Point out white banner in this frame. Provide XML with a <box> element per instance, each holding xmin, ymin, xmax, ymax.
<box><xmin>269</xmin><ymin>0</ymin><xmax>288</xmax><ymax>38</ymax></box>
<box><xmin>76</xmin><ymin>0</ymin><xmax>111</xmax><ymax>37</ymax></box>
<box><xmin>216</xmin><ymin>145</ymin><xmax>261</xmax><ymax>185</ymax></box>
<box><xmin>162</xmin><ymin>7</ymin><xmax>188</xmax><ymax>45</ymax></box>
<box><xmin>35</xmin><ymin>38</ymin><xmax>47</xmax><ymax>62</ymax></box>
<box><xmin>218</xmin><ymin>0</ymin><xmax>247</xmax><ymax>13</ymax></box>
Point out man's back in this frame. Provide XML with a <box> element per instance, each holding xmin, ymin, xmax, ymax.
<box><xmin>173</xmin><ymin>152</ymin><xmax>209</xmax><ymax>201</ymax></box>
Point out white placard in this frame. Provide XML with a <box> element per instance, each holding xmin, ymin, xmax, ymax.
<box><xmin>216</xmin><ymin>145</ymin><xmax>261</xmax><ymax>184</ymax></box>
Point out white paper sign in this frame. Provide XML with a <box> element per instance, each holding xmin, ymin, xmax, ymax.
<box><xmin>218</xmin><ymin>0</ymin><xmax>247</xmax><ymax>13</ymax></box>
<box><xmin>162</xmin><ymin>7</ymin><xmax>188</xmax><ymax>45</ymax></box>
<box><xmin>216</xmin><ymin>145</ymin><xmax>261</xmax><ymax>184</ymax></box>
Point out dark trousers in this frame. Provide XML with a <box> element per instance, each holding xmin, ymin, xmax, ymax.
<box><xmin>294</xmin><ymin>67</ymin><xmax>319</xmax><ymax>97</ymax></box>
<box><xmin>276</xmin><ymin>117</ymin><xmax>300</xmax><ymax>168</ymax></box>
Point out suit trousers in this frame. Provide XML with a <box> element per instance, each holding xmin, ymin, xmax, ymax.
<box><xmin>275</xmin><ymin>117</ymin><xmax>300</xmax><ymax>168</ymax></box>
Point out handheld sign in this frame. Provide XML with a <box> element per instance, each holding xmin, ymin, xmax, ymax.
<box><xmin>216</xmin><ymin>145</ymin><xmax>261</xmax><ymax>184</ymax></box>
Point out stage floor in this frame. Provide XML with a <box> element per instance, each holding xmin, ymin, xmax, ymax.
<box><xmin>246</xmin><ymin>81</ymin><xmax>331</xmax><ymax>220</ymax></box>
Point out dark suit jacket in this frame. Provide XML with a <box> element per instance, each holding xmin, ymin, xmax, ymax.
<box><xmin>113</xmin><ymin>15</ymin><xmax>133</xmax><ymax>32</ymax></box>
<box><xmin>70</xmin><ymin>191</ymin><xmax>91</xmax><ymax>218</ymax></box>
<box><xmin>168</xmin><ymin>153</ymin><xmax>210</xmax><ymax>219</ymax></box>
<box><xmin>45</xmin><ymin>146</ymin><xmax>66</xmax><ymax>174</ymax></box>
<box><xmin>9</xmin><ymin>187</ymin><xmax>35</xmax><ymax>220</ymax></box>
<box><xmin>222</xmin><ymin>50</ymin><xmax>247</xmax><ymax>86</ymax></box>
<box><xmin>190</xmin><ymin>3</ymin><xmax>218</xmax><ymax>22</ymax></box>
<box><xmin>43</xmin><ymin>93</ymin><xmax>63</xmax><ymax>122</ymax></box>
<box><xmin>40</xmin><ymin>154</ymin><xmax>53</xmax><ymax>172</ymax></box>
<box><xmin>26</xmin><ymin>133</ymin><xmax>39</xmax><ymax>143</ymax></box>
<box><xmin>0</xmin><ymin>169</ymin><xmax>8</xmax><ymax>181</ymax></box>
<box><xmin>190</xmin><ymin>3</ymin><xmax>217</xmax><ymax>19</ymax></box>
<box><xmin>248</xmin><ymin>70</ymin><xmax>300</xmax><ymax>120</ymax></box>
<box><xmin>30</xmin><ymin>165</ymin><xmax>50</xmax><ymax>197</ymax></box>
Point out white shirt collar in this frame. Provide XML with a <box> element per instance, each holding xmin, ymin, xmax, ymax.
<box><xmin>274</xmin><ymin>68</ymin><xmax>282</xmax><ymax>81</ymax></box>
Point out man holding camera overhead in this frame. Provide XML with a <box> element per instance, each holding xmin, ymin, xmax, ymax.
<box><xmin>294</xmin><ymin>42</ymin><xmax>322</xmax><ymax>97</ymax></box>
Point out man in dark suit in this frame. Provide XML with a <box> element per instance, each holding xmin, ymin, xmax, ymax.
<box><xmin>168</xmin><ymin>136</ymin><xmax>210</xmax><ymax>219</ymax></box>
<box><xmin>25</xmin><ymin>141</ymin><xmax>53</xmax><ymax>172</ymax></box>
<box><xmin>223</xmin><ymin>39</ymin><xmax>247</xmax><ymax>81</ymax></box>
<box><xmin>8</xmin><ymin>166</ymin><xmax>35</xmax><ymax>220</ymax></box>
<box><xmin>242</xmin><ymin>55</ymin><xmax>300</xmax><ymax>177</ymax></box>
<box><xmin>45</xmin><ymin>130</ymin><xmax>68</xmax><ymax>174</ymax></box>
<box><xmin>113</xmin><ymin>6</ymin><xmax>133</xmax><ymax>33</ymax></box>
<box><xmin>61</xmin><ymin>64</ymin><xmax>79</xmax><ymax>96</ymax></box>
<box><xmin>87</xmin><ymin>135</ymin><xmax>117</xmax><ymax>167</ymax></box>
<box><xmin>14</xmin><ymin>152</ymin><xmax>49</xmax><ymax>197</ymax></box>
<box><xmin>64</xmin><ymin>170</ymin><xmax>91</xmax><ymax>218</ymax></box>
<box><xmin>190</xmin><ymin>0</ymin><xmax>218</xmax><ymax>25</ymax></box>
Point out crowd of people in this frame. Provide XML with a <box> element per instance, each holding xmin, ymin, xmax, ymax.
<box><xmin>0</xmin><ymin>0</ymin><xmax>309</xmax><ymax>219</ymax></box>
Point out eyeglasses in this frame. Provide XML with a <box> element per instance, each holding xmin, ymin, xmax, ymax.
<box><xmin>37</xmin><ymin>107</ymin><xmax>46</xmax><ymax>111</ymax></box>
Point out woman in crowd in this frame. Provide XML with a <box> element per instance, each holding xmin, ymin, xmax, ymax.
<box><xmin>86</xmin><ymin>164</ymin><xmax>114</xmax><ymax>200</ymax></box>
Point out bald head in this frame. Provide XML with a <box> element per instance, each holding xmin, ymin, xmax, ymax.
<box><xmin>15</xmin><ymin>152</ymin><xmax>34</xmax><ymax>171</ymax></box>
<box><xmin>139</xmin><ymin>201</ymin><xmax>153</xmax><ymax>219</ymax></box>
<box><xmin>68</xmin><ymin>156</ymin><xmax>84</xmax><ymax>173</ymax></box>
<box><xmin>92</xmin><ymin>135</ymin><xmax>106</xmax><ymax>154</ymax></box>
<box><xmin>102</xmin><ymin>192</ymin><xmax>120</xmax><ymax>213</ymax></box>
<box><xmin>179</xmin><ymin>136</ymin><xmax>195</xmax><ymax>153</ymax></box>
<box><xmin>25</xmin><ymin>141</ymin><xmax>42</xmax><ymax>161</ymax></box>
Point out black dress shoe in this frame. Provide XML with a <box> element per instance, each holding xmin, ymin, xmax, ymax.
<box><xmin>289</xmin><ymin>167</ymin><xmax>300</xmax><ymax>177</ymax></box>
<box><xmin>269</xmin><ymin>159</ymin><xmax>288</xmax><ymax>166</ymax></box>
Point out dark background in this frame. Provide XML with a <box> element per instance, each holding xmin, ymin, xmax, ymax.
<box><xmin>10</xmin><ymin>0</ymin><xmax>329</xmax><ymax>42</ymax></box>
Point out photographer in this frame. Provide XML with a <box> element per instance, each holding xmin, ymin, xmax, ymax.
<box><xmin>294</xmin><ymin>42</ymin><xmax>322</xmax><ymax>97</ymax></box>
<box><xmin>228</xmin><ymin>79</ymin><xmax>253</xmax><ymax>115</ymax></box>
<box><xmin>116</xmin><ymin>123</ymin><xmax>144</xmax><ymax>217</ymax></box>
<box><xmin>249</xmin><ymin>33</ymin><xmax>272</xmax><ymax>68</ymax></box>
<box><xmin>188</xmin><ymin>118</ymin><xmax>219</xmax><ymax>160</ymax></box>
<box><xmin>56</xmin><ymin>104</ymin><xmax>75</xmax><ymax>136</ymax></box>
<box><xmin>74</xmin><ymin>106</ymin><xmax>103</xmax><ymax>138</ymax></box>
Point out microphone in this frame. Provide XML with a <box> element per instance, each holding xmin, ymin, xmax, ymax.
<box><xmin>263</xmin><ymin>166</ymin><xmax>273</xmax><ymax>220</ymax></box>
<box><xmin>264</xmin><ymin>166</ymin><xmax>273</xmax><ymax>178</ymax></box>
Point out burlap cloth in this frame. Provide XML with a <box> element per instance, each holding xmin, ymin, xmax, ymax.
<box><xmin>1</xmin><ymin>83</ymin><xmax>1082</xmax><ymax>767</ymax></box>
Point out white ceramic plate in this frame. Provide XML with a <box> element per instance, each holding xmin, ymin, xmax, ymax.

====

• EXERCISE
Give exactly the lines from the one with "Point out dark background" to the end of the entries, nothing before them.

• OUTPUT
Point out dark background in this frame. Provide XML with a <box> element per instance, each holding xmin, ymin, xmax, ymax.
<box><xmin>10</xmin><ymin>0</ymin><xmax>329</xmax><ymax>42</ymax></box>
Point out photographer in this frame. Provide XML with a <box> element per instance, each holding xmin, ymin, xmax, ymax.
<box><xmin>294</xmin><ymin>42</ymin><xmax>322</xmax><ymax>97</ymax></box>
<box><xmin>228</xmin><ymin>79</ymin><xmax>253</xmax><ymax>115</ymax></box>
<box><xmin>116</xmin><ymin>123</ymin><xmax>144</xmax><ymax>217</ymax></box>
<box><xmin>249</xmin><ymin>33</ymin><xmax>272</xmax><ymax>68</ymax></box>
<box><xmin>188</xmin><ymin>118</ymin><xmax>219</xmax><ymax>160</ymax></box>
<box><xmin>56</xmin><ymin>104</ymin><xmax>75</xmax><ymax>136</ymax></box>
<box><xmin>74</xmin><ymin>106</ymin><xmax>103</xmax><ymax>138</ymax></box>
Point out microphone in this frame. Provide XML with a <box> element per instance, each holding xmin, ymin, xmax, ymax.
<box><xmin>263</xmin><ymin>166</ymin><xmax>273</xmax><ymax>220</ymax></box>
<box><xmin>264</xmin><ymin>166</ymin><xmax>273</xmax><ymax>178</ymax></box>
Point out burlap cloth in this frame. Provide XML with a <box> element per instance, each holding xmin, ymin, xmax, ymax.
<box><xmin>1</xmin><ymin>83</ymin><xmax>1082</xmax><ymax>767</ymax></box>
Point out white ceramic plate in this frame. Provide XML with a <box> element per instance, each holding xmin, ymin, xmax, ymax.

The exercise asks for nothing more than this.